— WRITTEN INSTRUCTION —
Extract every line of the data below that contains the string "blue". Treat the match as case-sensitive.
* begin DATA SUPPLIED *
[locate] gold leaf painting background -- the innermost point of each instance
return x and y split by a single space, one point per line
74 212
* end DATA SUPPLIED *
* begin DATA SUPPLIED *
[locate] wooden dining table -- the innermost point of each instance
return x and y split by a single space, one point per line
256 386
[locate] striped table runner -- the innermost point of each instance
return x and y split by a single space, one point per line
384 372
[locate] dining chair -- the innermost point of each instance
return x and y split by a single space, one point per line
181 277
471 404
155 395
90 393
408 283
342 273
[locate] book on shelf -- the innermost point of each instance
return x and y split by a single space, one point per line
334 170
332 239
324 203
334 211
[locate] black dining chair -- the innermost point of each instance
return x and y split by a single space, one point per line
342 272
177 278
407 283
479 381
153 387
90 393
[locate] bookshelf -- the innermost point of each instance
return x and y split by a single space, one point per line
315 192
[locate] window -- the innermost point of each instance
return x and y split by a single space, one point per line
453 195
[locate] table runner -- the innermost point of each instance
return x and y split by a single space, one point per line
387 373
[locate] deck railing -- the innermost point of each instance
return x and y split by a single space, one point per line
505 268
* end DATA SUPPLIED *
* begin DATA SUPPLIED *
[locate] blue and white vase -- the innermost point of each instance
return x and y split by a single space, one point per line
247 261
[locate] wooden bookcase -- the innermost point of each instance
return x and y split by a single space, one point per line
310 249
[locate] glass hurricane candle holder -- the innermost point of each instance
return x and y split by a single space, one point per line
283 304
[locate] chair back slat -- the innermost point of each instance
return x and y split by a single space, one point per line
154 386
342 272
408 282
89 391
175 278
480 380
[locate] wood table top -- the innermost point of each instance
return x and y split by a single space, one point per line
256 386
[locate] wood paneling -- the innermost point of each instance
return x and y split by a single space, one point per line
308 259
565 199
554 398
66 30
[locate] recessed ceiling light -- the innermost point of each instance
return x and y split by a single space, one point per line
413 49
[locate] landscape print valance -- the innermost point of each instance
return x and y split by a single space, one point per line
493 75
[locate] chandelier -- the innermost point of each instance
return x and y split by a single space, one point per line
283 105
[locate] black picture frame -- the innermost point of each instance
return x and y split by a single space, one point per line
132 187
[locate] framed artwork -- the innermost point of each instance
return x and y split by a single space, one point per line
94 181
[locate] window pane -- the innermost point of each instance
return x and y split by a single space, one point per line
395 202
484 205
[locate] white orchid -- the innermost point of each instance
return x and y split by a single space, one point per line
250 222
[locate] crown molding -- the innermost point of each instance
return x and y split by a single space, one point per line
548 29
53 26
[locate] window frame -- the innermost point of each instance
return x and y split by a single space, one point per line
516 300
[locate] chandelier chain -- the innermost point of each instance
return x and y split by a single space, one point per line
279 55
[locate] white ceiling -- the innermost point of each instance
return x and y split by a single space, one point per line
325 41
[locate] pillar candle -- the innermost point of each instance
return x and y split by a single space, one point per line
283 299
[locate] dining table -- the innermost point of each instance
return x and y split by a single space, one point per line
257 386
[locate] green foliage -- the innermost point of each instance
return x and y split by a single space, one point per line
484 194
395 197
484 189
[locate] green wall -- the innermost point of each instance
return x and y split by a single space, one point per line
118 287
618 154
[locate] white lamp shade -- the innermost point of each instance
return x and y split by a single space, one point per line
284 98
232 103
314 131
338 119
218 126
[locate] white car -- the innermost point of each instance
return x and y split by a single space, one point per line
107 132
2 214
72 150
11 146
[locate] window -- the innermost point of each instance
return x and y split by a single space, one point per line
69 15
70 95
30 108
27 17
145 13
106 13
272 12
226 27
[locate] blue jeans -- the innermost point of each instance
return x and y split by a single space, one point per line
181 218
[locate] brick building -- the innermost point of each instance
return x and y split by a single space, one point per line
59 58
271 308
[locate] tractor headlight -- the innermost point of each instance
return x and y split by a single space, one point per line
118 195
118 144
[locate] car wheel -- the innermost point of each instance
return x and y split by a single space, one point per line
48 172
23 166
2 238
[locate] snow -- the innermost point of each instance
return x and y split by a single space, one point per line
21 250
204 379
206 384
* end DATA SUPPLIED *
— ANSWER TO THIS EXERCISE —
[locate] blue and white vase -- the innermost point of each instance
[locate] blue jeans -- the innermost point of each instance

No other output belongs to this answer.